▶ _Supplied passage_:
--------------------------------

I’m still flying high and committed to 30 days of posts about developmental trauma from ACEs. However, it is time for some digital diversity and the brilliant and varied voices of ACEs experts.
These talks are all available online, for free, and can be understood whether one has a Ph.D. or PTSD – or both. Personally, I need to hear a lot of different people talking about the same subject before I can absorb and retain the content. All of this viewing and listening has informed me. I have watched some of these dozens of times.
I find this information validating, motivating, shocking and kind of common sense as well – all at the same time. However, I’ve heard some find this information to be depressing, hard to listen to or accept.
Please know there are some links to resources below to further support your living, loving, parenting, and processing. Each of these experts has books, articles, websites, or businesses built around sharing ACEs science and research.
Persuasive Pediatrician: TedTalk: Dr. Nadine Burke Harris
Go to the Source: Co-Principals of the ACE Study: Dr. Vincent Felitti / Kaiser Permanente
Dr. Robert Anda / Centers for Disease Control & Prevention (CDC) & ACE Interface
Dr. Survivor: Why ACEs Matter with Allison Jackson
“What if the largest public health discovery of our time, and maybe all time, was about the smallest of us?” Laura Porter on Neurobiology
Science Writer Talking Parenting & Healing from ACEs: Donna Jackson Nakazawa
Donna Jackson Nakazawa’s book Childhood Disrupted includes sections on parenting and healing as well as in-depth research about the ACEs study. If, like me, you are obsessed with research about ACEs and who is doing what and where with what Jane Stevens has coined ACEs Science, you want to go to ACEs Too High, the all-things-ACEs journalism site or join ACEs Connection (like Facebook for ACEs).

--------------------------------

▶ _Work task 1_:
From the ACEs post, please copy the words from "I’m still flying" up to and including "to or accept.".
▶ _Work task 2_:
In the ACEs post, which book by Donna Jackson Nakazawa includes sections on parenting and healing?
▶ _Work task 3_:
Pick up the ACEs post after its final sentence and keep writing it.

--------------------------------

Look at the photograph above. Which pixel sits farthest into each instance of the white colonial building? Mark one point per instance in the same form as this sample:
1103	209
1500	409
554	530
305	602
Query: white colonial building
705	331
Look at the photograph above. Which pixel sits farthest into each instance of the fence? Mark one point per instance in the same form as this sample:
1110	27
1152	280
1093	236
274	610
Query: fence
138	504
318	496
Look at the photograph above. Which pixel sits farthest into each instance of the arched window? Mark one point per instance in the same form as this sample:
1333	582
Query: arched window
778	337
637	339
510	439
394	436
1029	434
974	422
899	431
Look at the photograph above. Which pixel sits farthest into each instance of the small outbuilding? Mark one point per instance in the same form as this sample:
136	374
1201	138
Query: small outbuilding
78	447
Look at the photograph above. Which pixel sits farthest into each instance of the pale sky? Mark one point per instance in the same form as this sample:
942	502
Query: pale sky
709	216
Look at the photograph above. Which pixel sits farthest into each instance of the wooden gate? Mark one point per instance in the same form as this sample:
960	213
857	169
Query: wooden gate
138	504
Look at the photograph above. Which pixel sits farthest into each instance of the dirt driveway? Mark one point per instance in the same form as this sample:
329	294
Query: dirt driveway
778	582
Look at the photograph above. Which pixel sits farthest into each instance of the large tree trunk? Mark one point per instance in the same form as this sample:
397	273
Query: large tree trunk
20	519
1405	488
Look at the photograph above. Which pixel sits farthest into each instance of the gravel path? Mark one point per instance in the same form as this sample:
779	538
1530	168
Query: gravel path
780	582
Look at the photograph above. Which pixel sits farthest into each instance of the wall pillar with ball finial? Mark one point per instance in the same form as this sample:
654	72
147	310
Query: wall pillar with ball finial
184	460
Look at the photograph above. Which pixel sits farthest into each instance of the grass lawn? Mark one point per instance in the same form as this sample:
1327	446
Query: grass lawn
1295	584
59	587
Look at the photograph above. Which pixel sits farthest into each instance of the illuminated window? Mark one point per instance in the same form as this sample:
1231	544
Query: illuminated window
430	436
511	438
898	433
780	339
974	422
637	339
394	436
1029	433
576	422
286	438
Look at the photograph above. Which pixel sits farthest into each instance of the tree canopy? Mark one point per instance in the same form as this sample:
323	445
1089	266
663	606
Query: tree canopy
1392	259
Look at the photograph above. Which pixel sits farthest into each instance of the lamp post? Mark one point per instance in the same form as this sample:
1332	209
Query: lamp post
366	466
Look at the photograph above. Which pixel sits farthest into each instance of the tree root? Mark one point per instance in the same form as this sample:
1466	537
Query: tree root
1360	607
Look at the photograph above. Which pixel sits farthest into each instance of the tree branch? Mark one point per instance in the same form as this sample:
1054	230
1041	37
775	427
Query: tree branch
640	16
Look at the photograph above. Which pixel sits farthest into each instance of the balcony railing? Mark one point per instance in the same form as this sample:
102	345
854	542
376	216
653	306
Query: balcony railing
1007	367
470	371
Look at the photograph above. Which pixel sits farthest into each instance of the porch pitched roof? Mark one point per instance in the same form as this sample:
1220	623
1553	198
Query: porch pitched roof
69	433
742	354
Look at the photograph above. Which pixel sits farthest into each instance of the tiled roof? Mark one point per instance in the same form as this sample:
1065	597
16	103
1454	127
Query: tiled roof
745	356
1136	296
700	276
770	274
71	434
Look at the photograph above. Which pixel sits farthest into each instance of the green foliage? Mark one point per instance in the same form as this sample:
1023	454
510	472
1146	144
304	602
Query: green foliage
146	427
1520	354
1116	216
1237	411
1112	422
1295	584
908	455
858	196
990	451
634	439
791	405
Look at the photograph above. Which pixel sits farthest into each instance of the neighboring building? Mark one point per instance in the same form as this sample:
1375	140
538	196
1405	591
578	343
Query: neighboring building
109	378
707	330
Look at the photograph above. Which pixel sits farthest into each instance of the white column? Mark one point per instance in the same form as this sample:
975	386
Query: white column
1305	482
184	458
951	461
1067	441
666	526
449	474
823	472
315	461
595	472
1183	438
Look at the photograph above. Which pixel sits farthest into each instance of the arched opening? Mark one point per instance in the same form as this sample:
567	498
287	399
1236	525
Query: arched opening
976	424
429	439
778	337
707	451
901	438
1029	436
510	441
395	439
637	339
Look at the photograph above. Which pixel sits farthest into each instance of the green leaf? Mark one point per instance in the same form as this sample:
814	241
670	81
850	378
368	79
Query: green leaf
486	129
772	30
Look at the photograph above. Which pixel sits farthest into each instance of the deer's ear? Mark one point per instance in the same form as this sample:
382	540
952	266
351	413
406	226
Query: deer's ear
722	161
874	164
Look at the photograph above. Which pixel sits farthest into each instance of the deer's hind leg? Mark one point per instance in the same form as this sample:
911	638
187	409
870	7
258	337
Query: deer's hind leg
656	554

--------------------------------

▶ _Exercise response 1_:
I’m still flying high and committed to 30 days of posts about developmental trauma from ACEs. However, it is time for some digital diversity and the brilliant and varied voices of ACEs experts.
These talks are all available online, for free, and can be understood whether one has a Ph.D. or PTSD – or both. Personally, I need to hear a lot of different people talking about the same subject before I can absorb and retain the content. All of this viewing and listening has informed me. I have watched some of these dozens of times.
I find this information validating, motivating, shocking and kind of common sense as well – all at the same time. However, I’ve heard some find this information to be depressing, hard to listen to or accept.

▶ _Exercise response 2_:
Childhood Disrupted

▶ _Exercise response 3_:
I work for ACEs Connection. I have written for ACEs Too High. I continue to blog, speak, and write about ACEs because it inspires personal, parenting and system-wide social change that all of us need to be a part of. This is information parents, trauma survivors, and others are entitled to.
We deserve the raw data, research and to hear from all kinds of experts - including each other. Too often, this content is made inaccessible. Too often these topics are discussed in clinical contexts or professional settings - as though it’s not stuff that impacts all of us in all parts of our life. YouTube and Ted Talks have helped changed that. Now, those of us who are living, breathing and dealing with past or present traumatic stress in our daily lives can hear directly from others all over the world.
What we do with this information, once we have it, is entirely individual.
Maybe we’ll take the ACE quiz or share our ACE scores with loved ones. Maybe we'll bring it to appointments with medical providers or we will decide HELL NO and keep it private because we know... they can't even....
Maybe we don't trust providers enough to share our health and social history until we've developed trust in them or the larger system which employs them. There are reasons for caution. The system has often minimized, misunderstood, silenced and re-traumatized survivors.
That doesn't mean we can't use all of this knowledge. Maybe we’ll be inspired to do social change work or just eat better and go to the doctor more often. I know I've been changed for the better.
Maybe we'll get a crash course in systems change once free of the myth that we are just damaged and broken.
Maybe we'll learn to see how social justice issues become social determinants of health - which, for some of us, is shocking. And we'll understand that community trauma, structural and historical oppression are central to all conversations about ACEs and trauma.
We can bring that work into our hearts, homes, families and communities.
I know we can all learn more about parenting and that no one has more power than parents to impact children.
We can also make it a social problem we address together, not just a personal one we "fix" in our families. We can help make it so that all kids can have the low-ACE advantage and live happier, healthier and longer – who doesn’t want for that???
Our individual impact, parent to parent, is unparalleled and having this public health knowledge in our hearts, minds, brains and families is change-the-world stuff.
Let’s keep the conversation going even after Oprah.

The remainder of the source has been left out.